### EXERCISE DESCRIPTION
Could you repeat the whole listing below exactly as it stands?

### PROVIDED ENTRIES
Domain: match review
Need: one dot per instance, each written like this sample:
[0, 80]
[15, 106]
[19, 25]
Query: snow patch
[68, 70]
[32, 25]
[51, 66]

### TASK RESULT
Domain: match review
Need: one dot per instance, each written like this sample:
[0, 80]
[15, 106]
[19, 25]
Query: snow patch
[68, 70]
[32, 25]
[51, 66]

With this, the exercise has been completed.